> _MATERIAL SHOWN_
========
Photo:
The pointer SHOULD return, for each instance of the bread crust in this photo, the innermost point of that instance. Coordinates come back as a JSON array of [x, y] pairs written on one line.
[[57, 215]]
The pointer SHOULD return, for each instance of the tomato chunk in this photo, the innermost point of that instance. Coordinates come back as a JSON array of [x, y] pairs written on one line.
========
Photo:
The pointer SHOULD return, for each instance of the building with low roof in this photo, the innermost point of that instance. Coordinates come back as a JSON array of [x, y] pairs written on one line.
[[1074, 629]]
========
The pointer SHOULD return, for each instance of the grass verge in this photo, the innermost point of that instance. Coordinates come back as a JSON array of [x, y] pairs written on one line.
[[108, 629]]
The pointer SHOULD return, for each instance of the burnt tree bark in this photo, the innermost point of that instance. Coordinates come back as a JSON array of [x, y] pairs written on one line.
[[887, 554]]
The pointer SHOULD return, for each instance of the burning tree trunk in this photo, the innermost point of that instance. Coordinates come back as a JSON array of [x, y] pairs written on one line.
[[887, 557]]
========
> _REQUEST_
Arrange the records in the stretch from the line containing "The pointer SHOULD return, for each instance of the burning" through the line containing "[[887, 557]]" as a two-column CSV with the headers record_text and record_answer. Give one row for each record and its answer, with each value in a single quoted field and line breaks replaced by spaces.

> _COMPLETED EXERCISE_
record_text,record_answer
"The pointer SHOULD return, for each instance of the burning tree trunk in this photo, the innermost point of that instance. Coordinates come back as a JSON array of [x, y] pairs written on one line.","[[887, 557]]"